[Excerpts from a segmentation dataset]
====================

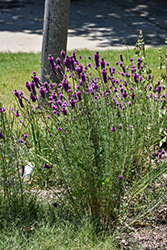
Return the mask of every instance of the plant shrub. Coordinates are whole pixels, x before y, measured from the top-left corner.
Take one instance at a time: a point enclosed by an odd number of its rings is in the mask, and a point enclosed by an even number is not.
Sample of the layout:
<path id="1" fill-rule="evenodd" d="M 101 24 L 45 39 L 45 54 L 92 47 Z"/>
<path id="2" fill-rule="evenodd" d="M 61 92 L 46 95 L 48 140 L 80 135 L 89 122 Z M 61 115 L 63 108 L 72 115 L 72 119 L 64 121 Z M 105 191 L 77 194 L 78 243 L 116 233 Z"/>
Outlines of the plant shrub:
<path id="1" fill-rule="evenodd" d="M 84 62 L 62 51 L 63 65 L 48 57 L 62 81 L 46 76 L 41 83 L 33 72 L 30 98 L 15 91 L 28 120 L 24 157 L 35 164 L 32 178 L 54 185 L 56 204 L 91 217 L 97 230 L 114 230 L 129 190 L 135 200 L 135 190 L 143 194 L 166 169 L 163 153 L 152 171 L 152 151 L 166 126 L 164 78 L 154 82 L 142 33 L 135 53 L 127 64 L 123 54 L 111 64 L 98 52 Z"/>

====================

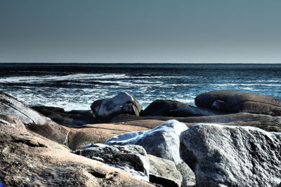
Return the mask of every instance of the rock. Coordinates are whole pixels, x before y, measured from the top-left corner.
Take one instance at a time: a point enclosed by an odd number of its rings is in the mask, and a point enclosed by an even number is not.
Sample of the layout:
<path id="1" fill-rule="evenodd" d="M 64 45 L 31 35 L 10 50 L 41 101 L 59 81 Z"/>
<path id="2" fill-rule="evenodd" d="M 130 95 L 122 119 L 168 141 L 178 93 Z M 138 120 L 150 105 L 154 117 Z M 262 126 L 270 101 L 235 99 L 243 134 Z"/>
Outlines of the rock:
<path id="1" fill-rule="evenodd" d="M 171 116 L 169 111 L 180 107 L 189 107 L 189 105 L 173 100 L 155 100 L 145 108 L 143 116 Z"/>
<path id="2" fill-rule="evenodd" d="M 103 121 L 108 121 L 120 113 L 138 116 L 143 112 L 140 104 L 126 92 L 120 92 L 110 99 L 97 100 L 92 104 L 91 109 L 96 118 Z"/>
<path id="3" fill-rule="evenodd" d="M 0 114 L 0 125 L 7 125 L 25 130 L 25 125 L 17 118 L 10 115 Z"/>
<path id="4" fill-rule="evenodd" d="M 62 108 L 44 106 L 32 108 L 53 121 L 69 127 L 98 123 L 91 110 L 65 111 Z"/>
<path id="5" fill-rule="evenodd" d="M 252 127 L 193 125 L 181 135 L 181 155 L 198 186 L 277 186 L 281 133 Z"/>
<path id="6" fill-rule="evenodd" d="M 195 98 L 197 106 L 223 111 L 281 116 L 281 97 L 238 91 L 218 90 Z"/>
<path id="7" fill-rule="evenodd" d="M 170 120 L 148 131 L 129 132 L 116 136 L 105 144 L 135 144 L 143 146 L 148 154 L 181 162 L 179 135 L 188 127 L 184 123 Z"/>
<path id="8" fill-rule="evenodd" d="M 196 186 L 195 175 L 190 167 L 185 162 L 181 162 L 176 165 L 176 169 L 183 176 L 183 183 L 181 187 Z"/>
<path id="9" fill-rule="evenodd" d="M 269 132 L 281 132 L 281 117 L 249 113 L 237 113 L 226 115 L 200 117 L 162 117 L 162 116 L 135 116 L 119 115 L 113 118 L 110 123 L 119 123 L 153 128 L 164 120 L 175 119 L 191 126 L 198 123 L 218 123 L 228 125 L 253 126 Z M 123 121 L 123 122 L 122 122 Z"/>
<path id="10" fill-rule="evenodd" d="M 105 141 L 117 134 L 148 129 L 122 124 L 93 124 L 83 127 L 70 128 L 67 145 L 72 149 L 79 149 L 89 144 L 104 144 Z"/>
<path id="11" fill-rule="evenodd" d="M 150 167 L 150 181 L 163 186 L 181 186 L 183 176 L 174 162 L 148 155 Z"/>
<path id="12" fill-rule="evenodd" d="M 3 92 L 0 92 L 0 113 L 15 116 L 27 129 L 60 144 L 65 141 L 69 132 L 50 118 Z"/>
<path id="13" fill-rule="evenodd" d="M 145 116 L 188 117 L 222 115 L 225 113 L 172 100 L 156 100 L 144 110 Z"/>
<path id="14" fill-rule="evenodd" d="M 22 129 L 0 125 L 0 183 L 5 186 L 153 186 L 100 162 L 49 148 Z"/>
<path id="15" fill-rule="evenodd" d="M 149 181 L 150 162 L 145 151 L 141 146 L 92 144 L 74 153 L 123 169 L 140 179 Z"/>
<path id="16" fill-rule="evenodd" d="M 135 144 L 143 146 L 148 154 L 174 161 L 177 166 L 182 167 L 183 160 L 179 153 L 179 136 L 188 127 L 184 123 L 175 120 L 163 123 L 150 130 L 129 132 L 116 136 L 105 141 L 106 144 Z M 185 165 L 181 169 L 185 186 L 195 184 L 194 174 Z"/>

====================

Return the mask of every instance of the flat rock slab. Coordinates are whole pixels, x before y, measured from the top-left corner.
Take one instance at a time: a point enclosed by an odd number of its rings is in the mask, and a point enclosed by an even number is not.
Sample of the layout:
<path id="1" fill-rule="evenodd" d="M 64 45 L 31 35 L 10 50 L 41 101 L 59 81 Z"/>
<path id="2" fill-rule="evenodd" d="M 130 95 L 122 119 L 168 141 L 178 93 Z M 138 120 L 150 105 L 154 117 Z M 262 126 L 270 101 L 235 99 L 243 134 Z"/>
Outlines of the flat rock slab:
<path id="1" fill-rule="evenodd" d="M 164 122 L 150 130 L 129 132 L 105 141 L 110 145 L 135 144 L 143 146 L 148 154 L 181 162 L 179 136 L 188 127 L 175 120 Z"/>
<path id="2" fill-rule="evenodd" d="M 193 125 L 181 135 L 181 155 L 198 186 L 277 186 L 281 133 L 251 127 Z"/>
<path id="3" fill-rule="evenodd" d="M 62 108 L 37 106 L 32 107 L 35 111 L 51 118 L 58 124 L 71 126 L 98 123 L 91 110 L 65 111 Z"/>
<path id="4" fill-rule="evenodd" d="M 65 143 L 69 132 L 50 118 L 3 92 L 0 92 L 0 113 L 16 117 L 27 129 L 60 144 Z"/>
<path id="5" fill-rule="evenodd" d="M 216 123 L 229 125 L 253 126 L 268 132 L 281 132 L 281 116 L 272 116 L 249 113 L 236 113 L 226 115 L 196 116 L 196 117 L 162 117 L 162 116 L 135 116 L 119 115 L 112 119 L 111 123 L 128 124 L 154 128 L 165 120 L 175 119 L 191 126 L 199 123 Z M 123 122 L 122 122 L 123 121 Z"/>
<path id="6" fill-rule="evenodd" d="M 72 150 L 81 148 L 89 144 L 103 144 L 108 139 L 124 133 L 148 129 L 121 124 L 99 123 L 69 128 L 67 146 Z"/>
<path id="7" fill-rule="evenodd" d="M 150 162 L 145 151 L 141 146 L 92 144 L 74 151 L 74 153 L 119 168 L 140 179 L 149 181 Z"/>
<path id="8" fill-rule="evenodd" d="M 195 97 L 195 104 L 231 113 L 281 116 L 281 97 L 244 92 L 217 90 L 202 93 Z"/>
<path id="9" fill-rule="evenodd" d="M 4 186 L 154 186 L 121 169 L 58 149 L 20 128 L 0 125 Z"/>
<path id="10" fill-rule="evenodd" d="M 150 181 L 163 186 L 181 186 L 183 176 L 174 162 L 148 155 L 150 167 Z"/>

====================

* **WHAT THE TASK ASKS**
Express as a numbered list the lines from the line containing "Return the mask of every instance of the plant" up to and including the line containing "101 24 L 45", leaving out any blank lines.

* **ANSWER TO THIS PROBLEM**
1. Return the mask of every instance of the plant shrub. Coordinates are whole pixels, x before y, measured from the top-left corner.
2. Take one instance at a time: a point enclosed by an odd number of its rings is in the mask, and a point enclosed by an even number is not.
3. Sample of the layout:
4. <path id="1" fill-rule="evenodd" d="M 101 24 L 45 39 L 45 54 L 92 47 Z"/>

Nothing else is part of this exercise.